─── TEXT SHOWN

The next question, though, is what will the White House back it up with? I did not hear the president talk about a tough resolution before the U.N. Security Council, which Russia has threatened to block. Obviously, it is a permanent member of that Security Council.

John McCain, out on the campaign trail, saying he wants such a resolution and if Russia blocks it, let the court of public opinion decide Russia's actions here. But certainly Barbara is dead on. The U.S. clearly has some intelligence that is concerning them deeply. The president talking very tough, John.

ROBERTS: We should point out that, as we speak, Ed, consultations were scheduled at the United Nations Security Council to talk about what form some sort of draft resolution could take. And the president saying that this has damaged Russia's standing in the world would seem to be consistent with the strategic approach that they're going to take at the Security Council to try to put pressure on Russia, to try to embarrass it into backing down.

HENRY: Absolutely. That's what that is all about is particularly President Medvedev, but also Prime Minister Putin trying to put them in a box and sort of isolate them -- get the other permanent members of the U.N. Security Council to see and put more pressure on them and sort of rally world opinion to say, look, regardless of who started this, regardless of how this all started, Russia has escalated this. And then the president saying that, again, "dramatic and brutal escalation" and hinting at the U.S. feeling that the Russians may be soon to bomb a civilian airport in the capital. Obviously, that is a very, very grave situation -- John.

ROBERTS: And as we said just a moment ago, Ed -- and let's show some pictures here, too -- that we had heard from Georgian officials that perhaps there had been some bombing in and around the civilian airport there in Tbilisi that had taken place.

At one point earlier in the day, President Mikhail Saakashvili, as you can see by this videotape, was rushed out of the room where he was actually holding a conference call with reporters. At one point, he was brought down to the ground by his security forces. They piled flak jackets on top of him, fearing that Russian planes that were buzzing in the area, according to Georgian officials, were about to unleash an attack.

You can see him there being covered by his security forces. They're putting flak jackets around him.

Their fears apparently turned out to be unfounded there was no attack here. But there's been a lot of word here -- unconfirmed, but our Matthew Chance and our Frederik Pleitgen, who have both been in the area all day long, said that they definitely heard explosions, didn't know if they were a result of aircraft dropping bombs or if they were incoming artillery.

But it would seem, Ed, that this is at the point where any further escalation could potentially seriously damage U.S.-Russian relations.

HENRY: Oh, absolutely. And the fact that the president of the United States, in the Rose Garden, just mentioned that Russians may be moving in to the capital of Tbilisi -- we had previously, as you know, gotten reports saying that Georgian troops had surrounded that capital to make sure that the Russians couldn't come in and take it. That would obviously be a dramatic, dramatic escalation if, in fact, that happened.

──────

SHORT PROBLEM A ▸
Answer these from the Russia–Georgia broadcast transcript:
(i) Who, out on the campaign trail, said he wants a Security Council resolution?
(ii) What did security forces pile on top of President Mikhail Saakashvili?
(iii) Which two correspondents said they heard explosions?
SHORT PROBLEM B ▸ Extend the Russia–Georgia broadcast transcript, starting right after its final line.

─── SOURCE DATA

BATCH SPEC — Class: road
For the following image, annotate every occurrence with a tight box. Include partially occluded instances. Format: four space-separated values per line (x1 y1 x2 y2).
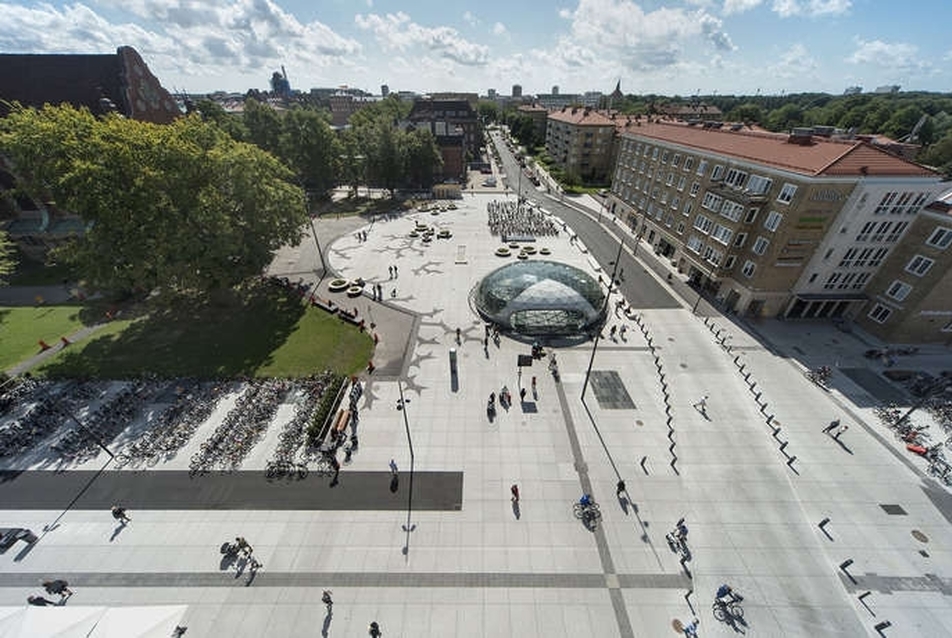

──────

RESULT A ▸
(i) John McCain
(ii) Flak jackets
(iii) Matthew Chance and Frederik Pleitgen

RESULT B ▸
I think the president obviously is going to be cautious in this situation. For President Bush to talk about that possibility of the capital of Tbilisi being taken over suggests the U.S. is very, very concerned about that.

And, secondly, I think, clearly, we've gotten these reports about the Russians potentially taking over a bridge that has essentially, according to President Saakashvili, has essentially divided the country of Georgia into two halves -- the western and the eastern halves. Those suggest that the Russians are certainly going a lot further, a lot deeper into Georgia than anyone anticipated -- John.

ROBERTS: Let's bring in our Barbara Starr who's monitoring all of this from the Pentagon.

Barbara, when it comes to talk about military action on the part of the United States and no one is talking publicly about this, at least just not yet, does the U.S. have any options that would not draw into a broader conflict with Russia?

STARR: Not any good options at this point, John.

We have asked a lot of questions about it and one of the things officials here point out is that the rest of the former Soviet east vaunt is watching this situation very carefully to see what both sides do; Poland, the Czech Republic, Ukraine, all of the caucuses, the Baltics, everyone who's part of the former Soviet east block.

When the Soviet Union broke up, they pretty much cast their lot with the United States and the Bush administration's so called democracy agenda. But now if the U.S. cannot do anything to protect Georgia, the question on the table is how will all of those countries react? Will they basically then turn around and throw their lot back with Russia?

On the question of bombing Tbilisi, what I wanted to mention is the Russians already had bombed a military airfield, Georgian military radars, communications' facilities. The Russian military strategy had begun to evolve over the last several hours, basically trying to blind the Georgian military in their own country as to what was going on. All indications appear to be that they're going to continue down this road and that is something that is going to concern the U.S. a lot.

If Tbilisi comes under Russian bombardment, there are close to 200 Americans and perhaps thousands of other westerners living in that city. The strategy for getting the Americans out have been these convoys assembling at the U.S. embassy and driving out together towards the Armenia border. The French had made some indications that they were going to try to take their people out by airplanes. But if the Russians make their moves against Tbilisi, it may be very difficult for the westerners to feel very confident about getting out. We don't want to set off any alarm bells but this certainly is a rapidly changing situation. A convoy is scheduled for tomorrow. That's public information. We'll see if that convoy really goes, John.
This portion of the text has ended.